The problem:
Word for word, print all of the lines below.

Natural language region descriptions:

↓↓↓

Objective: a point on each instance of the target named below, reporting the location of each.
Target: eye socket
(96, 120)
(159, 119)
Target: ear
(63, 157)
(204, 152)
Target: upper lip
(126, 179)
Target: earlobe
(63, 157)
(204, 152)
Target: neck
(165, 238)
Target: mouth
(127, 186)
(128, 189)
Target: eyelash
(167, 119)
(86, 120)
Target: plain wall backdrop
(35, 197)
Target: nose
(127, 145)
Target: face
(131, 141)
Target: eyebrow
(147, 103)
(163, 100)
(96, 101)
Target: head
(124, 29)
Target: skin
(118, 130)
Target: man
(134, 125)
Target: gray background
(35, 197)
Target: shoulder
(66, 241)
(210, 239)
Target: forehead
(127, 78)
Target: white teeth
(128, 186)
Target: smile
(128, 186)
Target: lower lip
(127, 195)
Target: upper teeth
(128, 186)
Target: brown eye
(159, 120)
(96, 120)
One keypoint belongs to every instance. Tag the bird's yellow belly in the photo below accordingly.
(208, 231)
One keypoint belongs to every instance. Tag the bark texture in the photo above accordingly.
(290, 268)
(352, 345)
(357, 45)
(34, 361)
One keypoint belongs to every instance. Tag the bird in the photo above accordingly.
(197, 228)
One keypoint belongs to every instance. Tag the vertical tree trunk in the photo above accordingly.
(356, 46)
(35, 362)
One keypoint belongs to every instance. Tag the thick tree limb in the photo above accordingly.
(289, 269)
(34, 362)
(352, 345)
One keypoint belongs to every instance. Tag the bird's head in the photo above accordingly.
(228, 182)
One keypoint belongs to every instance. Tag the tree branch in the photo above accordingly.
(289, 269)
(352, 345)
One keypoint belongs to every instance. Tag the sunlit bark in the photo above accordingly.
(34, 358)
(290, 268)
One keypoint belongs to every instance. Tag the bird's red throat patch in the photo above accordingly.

↑↑↑

Output below:
Objective: a point on each instance of the target named below, reporting the location of each.
Target: eye socket
(96, 120)
(159, 119)
Target: ear
(63, 157)
(204, 152)
Target: upper lip
(126, 179)
Target: earlobe
(63, 157)
(204, 152)
Target: neck
(165, 238)
Target: mouth
(127, 186)
(128, 189)
Target: eyelash
(167, 119)
(86, 120)
Target: plain wall backdrop
(35, 197)
Target: nose
(127, 145)
Target: face
(131, 141)
Target: eyebrow
(147, 103)
(163, 100)
(96, 101)
Target: head
(124, 29)
Target: skin
(118, 130)
Target: man
(134, 125)
Target: gray background
(35, 197)
Target: shoulder
(66, 241)
(210, 239)
Target: forehead
(127, 78)
Target: white teeth
(128, 186)
Target: smile
(128, 186)
Target: lower lip
(127, 195)
Target: upper teeth
(128, 186)
Target: brown eye
(159, 120)
(96, 120)
One keypoint belongs to every instance. Tag the bird's yellow belly in the photo below accordingly.
(208, 231)
One keypoint belongs to every instance. Tag the bark texture in the photo above accordingly.
(290, 268)
(352, 345)
(357, 45)
(34, 361)
One keypoint belongs to every instance. Tag the bird in the photo above accordingly.
(197, 228)
One keypoint belongs to every instance. Tag the vertical tree trunk in the photo above accordingly.
(356, 46)
(35, 362)
One keypoint belongs to every instance. Tag the thick tree limb in the photo above accordingly.
(289, 269)
(34, 362)
(352, 345)
One keypoint belongs to every instance. Tag the bird's head in the photo above accordingly.
(228, 182)
One keypoint belongs to every instance. Tag the tree branch in the photo above accordingly.
(289, 269)
(352, 345)
One keypoint belongs to every instance. Tag the sunlit bark in the photo above accordingly.
(34, 358)
(290, 268)
One keypoint belongs to every instance. Tag the bird's red throat patch in the photo above accordingly.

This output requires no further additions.